▸ **EXTRAIT DU DOCUMENT**

Vendredi 22 novembre 2024
vendredi 4 novembre 2016

Religion et Politique : les élections présidentielles américaines de 2016

L’analyse du rôle du facteur religieux dans les élections présidentielles américaines de 2016 est contrastée. D’une part, une redéfinition des termes du débat politique substitue les questions économiques, terroristes et migratoires aux questions morales qui divisaient traditionnellement les partis démocrate et républicain. Ceci permet à Donald Trump d’échapper au carcan conservateur du G.O.P. et cantonne Hillary Clinton à une position défensive face à son rival. D’autre part, l’électorat religieux est toujours divisé entre les White Evangelicals, républicains, et les Black Protestants, Hispanic Catholics et non religieux, démocrates. La communauté musulmane, pour sa part, s’affirme progressivement comme une frange décisive – mais divisée – pour la candidate à la Maison Blanche.

▸ **CONSIGNES**
(1) Les affirmations (a), (b) et (c) sont-elles conformes à l'extrait ? Répondez par oui ou par non, en citant à chaque fois les mots décisifs de l'extrait.
(a) Les questions morales restent au cœur du débat entre démocrates et républicains.
(b) Les White Evangelicals sont rangés du côté républicain.
(c) La communauté musulmane est présentée comme unie.
(2) D'après l'extrait, dans quelle position la redéfinition du débat politique cantonne-t-elle Hillary Clinton ?
(3) Reprenez l'extrait sur le rôle de la religion dans les élections présidentielles américaines de 2016 et poursuivez-le à partir de sa dernière phrase.
La liste n'a aucun lien avec l'extrait.

▸ **LISTE FOURNIE**

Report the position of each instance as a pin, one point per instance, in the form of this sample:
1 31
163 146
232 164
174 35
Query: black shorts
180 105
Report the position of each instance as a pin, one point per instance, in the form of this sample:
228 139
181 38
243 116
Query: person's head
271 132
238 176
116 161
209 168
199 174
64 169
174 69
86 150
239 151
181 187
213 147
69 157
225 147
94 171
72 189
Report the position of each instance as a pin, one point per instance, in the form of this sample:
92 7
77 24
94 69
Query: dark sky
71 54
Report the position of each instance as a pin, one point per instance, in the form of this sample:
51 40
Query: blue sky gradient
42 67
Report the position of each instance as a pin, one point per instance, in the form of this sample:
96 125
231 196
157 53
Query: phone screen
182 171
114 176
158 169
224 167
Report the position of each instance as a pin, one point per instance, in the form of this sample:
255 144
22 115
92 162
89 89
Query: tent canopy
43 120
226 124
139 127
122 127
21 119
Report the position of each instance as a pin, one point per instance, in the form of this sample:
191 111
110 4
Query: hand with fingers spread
* * *
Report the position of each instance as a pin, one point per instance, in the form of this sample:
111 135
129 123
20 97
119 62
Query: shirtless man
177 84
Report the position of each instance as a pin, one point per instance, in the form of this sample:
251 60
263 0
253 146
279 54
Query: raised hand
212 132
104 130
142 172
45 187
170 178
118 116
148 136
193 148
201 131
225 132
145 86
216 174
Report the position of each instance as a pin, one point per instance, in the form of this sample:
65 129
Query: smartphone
* * *
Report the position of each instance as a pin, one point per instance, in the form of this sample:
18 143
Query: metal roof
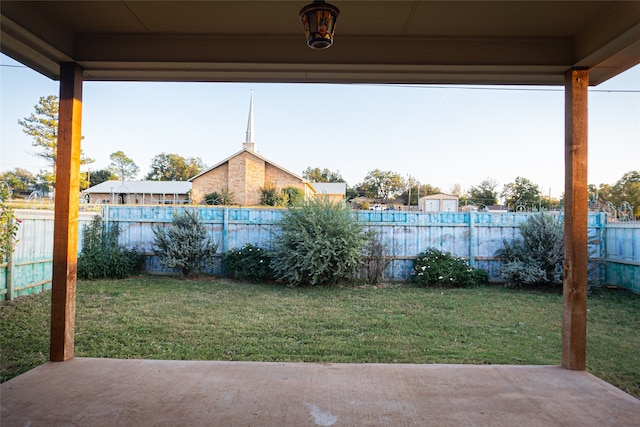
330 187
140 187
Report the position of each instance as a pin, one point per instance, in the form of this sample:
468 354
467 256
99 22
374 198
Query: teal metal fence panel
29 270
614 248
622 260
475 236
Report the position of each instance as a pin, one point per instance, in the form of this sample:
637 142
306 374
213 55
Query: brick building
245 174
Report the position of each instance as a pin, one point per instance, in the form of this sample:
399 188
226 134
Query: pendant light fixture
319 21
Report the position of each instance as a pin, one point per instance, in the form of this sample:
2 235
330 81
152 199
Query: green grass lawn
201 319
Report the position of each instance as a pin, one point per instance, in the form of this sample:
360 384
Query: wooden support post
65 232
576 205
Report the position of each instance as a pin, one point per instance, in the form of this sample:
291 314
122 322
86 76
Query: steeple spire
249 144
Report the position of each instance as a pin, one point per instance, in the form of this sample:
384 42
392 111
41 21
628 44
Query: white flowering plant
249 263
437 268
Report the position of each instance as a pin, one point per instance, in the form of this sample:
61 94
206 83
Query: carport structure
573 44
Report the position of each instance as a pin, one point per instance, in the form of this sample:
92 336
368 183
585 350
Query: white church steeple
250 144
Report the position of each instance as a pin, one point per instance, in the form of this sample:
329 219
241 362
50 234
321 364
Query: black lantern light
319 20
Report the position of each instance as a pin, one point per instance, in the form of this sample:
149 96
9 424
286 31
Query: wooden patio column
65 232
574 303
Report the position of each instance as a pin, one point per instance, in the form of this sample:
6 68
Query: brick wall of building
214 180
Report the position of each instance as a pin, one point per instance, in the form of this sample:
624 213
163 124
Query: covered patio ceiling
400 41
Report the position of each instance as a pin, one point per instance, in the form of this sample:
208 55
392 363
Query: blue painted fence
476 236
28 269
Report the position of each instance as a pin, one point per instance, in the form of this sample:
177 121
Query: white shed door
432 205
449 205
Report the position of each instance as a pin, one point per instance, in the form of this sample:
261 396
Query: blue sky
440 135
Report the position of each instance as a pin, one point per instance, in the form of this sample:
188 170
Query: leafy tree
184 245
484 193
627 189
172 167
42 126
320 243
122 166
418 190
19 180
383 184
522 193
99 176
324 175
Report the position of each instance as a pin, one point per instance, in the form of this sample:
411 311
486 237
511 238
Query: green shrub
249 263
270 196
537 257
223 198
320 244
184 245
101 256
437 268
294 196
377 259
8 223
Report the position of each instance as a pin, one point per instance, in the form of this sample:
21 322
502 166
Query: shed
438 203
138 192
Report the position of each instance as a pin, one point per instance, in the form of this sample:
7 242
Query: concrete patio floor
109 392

▸ **RÉPONSES**
(1)
(a) Non : « substitue les questions économiques, terroristes et migratoires aux questions morales qui divisaient traditionnellement les partis démocrate et républicain »
(b) Oui : « les White Evangelicals, républicains »
(c) Non : « une frange décisive – mais divisée – »

(2) Dans une position défensive face à son rival.

(3)
L’élection présidentielle américaine de 2016 opposant la démocrate Hillary Clinton au républicain Donald Trump est exceptionnelle à maints égards : le nombre de candidats à la primaire républicaine a littéralement explosé, une femme représente pour la première fois un des deux principaux partis dans la dernière ligne droite de la campagne, la subtilité des attaques rhétoriques menées par l’un et l’autre camp à l’égard de leurs adversaires respectifs a suivi un nivellement par le bas, sans compter les enquêtes menées par le F.B.I. au sujet de la boîte mail privée de Clinton ni le désamour grandissant entre Trump et la majorité des médias américains. Ceci étant, cette campagne se distingue-t-elle également d’un point de vue religieux ? Autrement dit, le rôle traditionnellement joué par la religion dans les élections présidentielles américaines est-il lui aussi remis en question ?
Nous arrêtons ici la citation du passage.